## Begin Provided data

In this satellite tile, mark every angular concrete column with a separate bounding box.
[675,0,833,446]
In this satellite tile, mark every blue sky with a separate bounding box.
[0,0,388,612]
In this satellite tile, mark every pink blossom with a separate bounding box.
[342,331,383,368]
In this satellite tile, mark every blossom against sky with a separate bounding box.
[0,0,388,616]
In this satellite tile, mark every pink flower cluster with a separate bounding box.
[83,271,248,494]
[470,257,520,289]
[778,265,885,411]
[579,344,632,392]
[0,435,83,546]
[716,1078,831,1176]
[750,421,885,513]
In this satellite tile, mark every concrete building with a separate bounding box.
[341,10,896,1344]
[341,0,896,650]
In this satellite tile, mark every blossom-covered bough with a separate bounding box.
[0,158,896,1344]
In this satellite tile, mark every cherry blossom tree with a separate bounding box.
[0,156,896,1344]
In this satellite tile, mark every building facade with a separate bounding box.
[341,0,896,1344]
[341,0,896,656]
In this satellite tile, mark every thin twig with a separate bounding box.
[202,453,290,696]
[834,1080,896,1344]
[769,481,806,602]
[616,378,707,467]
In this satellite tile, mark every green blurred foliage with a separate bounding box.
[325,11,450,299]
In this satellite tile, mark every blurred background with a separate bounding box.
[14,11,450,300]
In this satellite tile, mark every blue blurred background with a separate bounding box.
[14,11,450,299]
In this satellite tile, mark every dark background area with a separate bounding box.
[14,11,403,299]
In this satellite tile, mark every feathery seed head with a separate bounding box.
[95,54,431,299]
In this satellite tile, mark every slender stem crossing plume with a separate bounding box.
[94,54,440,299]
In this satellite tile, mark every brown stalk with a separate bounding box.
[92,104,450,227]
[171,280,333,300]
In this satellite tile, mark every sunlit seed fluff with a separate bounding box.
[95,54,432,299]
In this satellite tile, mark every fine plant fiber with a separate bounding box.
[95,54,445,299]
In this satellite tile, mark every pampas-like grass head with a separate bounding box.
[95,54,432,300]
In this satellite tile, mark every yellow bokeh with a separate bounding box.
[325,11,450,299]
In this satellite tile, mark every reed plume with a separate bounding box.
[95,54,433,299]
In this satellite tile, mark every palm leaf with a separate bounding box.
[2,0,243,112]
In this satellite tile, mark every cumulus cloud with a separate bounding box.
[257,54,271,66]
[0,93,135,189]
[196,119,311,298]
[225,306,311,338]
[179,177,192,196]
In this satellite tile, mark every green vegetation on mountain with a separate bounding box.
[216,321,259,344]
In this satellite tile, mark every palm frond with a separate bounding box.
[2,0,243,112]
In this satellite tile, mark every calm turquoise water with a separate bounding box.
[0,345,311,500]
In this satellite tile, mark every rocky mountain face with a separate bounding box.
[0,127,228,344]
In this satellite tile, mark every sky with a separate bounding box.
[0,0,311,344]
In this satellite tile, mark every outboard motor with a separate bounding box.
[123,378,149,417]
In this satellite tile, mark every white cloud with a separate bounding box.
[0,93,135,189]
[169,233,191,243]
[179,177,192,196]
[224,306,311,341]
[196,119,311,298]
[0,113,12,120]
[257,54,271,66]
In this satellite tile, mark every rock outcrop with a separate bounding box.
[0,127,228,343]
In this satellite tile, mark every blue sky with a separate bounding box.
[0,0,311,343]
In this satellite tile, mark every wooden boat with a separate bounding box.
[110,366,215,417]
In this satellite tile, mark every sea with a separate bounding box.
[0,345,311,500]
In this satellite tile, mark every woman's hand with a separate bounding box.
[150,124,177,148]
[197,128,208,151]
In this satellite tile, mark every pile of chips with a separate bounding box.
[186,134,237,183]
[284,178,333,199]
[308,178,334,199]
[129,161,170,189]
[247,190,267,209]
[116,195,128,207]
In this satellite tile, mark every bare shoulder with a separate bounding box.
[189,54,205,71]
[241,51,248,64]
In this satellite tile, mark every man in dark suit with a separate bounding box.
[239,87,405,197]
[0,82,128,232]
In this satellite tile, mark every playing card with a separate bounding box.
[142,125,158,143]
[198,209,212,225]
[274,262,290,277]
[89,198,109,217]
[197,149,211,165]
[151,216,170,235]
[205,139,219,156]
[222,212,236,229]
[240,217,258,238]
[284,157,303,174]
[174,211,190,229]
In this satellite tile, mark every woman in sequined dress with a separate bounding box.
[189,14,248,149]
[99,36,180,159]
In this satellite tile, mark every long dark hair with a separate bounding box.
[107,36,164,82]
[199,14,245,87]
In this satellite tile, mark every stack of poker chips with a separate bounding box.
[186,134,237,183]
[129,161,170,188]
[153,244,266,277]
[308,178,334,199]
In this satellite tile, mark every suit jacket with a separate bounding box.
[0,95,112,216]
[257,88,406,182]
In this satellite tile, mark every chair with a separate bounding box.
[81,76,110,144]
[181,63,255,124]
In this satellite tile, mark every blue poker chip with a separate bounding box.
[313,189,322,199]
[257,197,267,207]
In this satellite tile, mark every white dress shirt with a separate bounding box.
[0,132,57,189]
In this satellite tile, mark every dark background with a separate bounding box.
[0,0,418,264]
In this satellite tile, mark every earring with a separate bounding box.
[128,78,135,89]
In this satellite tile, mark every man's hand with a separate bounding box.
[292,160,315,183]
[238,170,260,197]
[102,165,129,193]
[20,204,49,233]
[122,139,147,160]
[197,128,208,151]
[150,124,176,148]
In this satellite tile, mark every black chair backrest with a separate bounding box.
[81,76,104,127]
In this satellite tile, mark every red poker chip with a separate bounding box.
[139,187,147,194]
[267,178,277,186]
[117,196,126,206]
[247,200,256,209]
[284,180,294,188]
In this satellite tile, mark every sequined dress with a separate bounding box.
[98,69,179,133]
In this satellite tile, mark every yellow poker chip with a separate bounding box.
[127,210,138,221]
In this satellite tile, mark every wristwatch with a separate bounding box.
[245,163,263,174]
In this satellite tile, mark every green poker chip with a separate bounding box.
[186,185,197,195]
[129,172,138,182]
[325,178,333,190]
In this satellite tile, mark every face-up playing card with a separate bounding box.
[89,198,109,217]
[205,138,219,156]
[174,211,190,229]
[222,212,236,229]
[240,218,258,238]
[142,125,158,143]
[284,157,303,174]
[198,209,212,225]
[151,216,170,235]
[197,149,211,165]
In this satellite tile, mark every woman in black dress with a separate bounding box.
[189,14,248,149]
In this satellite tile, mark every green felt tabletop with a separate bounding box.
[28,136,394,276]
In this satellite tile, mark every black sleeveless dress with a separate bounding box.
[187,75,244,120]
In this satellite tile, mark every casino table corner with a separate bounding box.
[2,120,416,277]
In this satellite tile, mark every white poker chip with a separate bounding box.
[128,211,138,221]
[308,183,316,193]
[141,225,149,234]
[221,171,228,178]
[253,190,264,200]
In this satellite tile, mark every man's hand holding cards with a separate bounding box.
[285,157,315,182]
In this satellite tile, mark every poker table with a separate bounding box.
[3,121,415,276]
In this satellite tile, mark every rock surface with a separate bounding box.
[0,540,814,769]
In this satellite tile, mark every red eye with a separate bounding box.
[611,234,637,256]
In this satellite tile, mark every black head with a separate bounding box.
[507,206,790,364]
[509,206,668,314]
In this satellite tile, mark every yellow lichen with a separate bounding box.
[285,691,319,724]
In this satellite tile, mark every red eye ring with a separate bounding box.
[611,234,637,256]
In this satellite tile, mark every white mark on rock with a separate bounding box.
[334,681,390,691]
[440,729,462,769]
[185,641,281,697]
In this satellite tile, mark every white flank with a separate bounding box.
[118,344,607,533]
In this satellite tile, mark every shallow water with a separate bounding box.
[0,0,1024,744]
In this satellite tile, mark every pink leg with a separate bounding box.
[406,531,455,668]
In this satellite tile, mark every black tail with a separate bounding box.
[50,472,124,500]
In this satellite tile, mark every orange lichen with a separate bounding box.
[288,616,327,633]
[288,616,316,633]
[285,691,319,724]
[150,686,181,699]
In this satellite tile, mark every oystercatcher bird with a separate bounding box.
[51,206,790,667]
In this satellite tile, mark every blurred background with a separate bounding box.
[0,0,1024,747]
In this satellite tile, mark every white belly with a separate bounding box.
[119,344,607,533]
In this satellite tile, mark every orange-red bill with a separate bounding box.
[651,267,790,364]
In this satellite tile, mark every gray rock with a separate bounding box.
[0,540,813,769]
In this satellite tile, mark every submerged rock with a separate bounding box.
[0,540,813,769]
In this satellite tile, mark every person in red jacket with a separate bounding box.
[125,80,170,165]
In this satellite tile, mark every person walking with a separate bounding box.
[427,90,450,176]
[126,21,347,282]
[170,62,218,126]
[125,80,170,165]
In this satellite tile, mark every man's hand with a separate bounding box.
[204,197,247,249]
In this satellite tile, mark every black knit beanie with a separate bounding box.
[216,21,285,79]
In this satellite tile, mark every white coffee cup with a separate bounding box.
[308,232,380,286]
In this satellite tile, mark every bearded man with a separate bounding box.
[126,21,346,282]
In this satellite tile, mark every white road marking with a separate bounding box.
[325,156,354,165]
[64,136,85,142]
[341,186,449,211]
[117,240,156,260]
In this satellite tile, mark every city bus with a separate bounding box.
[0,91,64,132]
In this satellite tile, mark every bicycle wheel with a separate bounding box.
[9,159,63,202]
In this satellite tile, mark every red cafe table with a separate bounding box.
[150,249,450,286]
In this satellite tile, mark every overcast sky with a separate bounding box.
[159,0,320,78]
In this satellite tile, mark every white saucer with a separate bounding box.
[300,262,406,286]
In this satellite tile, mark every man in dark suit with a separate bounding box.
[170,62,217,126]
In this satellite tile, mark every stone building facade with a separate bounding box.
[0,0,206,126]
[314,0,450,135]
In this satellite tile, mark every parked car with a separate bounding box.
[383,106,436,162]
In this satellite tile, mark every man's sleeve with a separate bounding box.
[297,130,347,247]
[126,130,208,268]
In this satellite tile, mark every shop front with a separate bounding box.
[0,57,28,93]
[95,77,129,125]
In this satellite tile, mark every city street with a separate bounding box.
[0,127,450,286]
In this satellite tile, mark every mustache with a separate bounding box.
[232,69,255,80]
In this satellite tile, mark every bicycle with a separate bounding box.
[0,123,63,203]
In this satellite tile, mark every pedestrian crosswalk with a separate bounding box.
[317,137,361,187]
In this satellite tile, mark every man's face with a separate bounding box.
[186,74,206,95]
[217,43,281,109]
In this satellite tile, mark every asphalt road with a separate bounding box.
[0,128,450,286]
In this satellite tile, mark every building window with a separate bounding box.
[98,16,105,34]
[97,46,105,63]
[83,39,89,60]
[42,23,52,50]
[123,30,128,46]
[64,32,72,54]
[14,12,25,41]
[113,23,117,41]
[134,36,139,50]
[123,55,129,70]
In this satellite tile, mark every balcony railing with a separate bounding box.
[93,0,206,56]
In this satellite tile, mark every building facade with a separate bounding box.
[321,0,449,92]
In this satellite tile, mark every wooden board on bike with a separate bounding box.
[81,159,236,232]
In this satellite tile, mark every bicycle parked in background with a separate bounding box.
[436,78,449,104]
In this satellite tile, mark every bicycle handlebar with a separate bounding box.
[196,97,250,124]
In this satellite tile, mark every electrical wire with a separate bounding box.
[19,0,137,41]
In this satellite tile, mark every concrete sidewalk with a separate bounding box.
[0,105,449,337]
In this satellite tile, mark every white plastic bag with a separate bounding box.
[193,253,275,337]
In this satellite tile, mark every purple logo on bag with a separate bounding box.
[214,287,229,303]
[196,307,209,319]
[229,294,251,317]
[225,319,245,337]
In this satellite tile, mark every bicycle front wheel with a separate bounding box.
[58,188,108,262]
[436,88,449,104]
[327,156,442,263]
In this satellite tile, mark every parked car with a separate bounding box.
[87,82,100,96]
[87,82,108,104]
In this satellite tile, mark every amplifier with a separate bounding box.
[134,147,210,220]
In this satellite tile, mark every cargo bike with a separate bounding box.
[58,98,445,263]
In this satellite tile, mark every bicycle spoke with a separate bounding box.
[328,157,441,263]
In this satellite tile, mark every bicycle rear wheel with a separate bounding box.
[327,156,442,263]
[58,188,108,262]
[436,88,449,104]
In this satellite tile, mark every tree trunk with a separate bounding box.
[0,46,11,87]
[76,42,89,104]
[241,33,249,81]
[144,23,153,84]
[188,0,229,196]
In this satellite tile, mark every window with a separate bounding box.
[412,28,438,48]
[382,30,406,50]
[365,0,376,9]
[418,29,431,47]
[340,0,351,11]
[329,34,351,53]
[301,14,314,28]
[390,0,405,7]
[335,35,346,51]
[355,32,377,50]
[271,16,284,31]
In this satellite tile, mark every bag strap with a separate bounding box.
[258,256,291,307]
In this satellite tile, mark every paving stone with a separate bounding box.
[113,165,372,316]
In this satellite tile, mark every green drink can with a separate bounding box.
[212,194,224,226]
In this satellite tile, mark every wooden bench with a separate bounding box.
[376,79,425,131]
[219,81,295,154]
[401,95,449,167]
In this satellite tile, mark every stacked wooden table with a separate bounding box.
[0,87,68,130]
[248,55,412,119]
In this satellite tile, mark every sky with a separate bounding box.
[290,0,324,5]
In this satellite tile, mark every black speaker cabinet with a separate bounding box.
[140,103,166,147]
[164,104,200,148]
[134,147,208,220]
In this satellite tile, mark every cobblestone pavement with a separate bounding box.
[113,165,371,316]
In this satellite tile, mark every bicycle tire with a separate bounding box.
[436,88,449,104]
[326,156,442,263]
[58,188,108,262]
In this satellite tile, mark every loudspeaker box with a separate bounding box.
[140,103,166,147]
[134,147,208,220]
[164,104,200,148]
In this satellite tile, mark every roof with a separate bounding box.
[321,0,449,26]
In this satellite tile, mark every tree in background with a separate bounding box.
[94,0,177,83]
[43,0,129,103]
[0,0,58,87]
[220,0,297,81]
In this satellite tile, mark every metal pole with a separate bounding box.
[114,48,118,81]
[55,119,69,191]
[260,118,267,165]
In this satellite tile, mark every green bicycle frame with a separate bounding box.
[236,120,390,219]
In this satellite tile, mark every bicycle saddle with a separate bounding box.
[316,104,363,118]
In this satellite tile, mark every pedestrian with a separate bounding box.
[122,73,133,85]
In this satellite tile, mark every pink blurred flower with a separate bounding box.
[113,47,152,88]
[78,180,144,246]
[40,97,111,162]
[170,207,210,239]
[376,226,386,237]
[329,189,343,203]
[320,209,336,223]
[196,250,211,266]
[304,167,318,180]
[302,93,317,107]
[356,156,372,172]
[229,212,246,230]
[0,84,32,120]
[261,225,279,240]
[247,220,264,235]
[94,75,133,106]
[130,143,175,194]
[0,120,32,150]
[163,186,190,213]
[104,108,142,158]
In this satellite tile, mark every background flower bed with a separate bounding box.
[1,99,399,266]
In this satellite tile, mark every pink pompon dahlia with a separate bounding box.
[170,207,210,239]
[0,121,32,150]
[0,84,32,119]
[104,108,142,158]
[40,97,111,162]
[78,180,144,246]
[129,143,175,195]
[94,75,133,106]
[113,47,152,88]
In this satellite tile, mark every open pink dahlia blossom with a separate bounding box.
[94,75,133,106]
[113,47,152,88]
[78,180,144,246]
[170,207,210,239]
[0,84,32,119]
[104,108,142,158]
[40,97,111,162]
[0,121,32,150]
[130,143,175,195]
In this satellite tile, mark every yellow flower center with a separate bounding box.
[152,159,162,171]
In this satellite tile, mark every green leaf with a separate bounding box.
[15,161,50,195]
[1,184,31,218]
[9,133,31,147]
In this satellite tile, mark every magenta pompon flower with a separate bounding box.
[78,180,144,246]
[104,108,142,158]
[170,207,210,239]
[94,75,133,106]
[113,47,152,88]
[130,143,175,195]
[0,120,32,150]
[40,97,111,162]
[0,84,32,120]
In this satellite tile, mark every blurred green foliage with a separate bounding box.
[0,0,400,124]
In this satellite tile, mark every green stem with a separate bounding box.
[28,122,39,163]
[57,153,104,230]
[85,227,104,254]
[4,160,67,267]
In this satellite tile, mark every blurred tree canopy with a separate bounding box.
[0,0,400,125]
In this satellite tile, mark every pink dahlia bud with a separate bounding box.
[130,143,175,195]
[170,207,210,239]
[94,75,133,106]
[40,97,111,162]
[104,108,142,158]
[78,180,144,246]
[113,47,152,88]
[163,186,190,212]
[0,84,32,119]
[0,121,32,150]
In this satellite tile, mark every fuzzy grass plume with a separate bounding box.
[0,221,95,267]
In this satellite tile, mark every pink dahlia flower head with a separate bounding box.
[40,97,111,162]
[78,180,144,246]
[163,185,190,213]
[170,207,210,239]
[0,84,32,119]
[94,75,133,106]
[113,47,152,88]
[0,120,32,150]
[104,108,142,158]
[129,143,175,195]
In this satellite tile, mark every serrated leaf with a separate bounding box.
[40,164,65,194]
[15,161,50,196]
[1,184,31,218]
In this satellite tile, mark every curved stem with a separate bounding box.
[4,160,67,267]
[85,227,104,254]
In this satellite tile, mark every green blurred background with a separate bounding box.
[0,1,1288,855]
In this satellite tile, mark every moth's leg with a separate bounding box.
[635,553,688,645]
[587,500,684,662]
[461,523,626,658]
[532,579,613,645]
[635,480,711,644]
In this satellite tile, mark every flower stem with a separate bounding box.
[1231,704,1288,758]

## End Provided data

## [What the task asks]
Count the lines in the material above that contain the string "black", matching case exactly, and give only that number.

## [Problem solution]
7